Written request -
Copy out the listing from the line containing "Would you mind marking the grey" through its final line, adding 81 to every coordinate and leaving all other text unchanged.

┄┄┄┄┄┄┄┄┄┄┄┄┄┄┄┄┄┄┄┄

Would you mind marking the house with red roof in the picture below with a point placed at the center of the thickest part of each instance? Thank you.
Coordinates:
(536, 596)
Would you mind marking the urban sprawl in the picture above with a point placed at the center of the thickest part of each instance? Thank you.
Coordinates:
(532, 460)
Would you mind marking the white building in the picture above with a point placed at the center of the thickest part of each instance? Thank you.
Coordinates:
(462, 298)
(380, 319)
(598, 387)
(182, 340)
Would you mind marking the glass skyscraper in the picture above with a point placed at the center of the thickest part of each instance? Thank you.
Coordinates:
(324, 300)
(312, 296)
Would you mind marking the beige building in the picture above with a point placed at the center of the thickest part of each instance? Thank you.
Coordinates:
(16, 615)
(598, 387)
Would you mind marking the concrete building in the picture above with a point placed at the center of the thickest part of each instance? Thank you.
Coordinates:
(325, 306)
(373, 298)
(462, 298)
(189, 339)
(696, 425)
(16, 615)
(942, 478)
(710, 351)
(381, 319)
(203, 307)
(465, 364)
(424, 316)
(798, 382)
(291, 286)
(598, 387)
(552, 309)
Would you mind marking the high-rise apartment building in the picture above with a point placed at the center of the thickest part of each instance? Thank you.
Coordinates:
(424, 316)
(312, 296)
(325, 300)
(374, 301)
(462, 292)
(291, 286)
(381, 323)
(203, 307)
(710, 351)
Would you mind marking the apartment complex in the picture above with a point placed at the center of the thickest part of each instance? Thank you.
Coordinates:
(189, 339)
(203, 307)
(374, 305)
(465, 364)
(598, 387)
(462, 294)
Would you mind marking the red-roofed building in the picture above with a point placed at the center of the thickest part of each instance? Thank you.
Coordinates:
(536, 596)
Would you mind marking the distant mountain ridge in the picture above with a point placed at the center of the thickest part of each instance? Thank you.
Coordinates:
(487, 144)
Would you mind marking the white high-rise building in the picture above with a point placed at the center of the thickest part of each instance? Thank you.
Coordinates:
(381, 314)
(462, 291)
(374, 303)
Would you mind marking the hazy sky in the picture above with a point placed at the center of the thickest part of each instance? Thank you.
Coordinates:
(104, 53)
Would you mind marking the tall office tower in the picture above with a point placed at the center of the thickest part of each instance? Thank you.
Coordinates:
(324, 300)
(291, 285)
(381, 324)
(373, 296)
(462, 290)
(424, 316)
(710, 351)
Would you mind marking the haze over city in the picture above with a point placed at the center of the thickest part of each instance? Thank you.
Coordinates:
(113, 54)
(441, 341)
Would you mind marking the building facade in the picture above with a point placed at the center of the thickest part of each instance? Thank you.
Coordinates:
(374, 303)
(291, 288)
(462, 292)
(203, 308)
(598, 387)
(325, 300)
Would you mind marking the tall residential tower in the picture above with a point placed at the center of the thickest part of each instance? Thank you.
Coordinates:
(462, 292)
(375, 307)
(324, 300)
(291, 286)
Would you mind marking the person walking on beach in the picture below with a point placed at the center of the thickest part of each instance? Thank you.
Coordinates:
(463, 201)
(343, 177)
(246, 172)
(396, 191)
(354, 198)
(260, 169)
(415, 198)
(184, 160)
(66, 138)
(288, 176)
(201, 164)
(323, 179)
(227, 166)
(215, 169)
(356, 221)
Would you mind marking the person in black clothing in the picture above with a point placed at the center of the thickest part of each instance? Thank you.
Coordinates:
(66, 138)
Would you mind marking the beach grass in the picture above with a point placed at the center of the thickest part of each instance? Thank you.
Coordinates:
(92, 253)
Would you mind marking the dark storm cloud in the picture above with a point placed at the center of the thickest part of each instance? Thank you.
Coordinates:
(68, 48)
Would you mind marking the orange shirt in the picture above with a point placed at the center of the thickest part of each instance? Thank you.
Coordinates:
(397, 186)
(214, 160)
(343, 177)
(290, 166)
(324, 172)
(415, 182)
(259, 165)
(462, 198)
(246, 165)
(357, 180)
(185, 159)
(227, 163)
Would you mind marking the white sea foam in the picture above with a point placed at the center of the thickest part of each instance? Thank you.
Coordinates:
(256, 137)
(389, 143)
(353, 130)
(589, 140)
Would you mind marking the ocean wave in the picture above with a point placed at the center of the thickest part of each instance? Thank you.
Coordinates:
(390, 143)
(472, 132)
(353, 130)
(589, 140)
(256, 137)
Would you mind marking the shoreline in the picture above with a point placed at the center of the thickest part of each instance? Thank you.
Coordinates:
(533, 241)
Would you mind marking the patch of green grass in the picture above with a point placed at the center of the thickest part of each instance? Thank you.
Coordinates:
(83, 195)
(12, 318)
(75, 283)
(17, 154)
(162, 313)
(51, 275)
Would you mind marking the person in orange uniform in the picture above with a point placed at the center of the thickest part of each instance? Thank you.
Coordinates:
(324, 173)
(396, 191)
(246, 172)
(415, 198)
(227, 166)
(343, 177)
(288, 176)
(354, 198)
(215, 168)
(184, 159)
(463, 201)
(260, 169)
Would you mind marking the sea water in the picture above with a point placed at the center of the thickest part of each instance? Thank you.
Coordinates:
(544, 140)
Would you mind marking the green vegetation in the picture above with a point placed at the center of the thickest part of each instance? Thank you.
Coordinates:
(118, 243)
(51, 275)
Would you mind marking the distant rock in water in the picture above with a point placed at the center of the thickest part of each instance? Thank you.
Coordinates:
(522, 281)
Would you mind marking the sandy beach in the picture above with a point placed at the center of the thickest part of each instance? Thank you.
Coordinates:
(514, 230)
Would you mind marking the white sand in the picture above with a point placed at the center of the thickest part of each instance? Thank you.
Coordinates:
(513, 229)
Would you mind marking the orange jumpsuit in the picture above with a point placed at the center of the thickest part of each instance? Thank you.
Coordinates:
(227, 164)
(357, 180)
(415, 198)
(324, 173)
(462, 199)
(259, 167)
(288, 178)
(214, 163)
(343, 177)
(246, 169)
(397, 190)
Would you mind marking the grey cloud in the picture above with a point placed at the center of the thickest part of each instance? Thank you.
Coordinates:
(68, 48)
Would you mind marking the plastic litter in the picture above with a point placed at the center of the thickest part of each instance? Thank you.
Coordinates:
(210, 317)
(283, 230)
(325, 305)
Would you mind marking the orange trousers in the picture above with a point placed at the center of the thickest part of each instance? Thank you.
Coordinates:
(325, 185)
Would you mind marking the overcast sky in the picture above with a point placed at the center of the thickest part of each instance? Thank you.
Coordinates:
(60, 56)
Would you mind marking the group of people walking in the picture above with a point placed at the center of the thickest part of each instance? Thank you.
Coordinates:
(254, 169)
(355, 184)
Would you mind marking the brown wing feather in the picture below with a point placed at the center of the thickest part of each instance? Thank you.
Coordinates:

┄┄┄┄┄┄┄┄┄┄┄┄┄┄┄┄┄┄┄┄

Completed task -
Would you mind marking the grey cloud in the picture above with a point placed at the center of the thickest part of each instance? Thank you.
Coordinates:
(149, 129)
Would you mind marking the plastic litter in the picture above with a point placed at the center of the thickest part of each instance? Thank you.
Coordinates:
(291, 398)
(364, 311)
(406, 386)
Would you mind marking the orange trousers in the picture above with a point placed at the center of the thickest part of each instance? Thank you.
Coordinates:
(406, 266)
Would you mind marking the overcast sky in the picture above with a point placed at the center of the thickest part of each instance? Thank you.
Coordinates:
(141, 137)
Would you mind marking the group of people walking in the picture above with a point placed at the center of the thickest part of each instance? Thank you.
Coordinates:
(335, 250)
(436, 265)
Would you mind marking the brown wing feather in the picture below with a point placed at the center of the thickest part of each instance? Thank you.
Coordinates:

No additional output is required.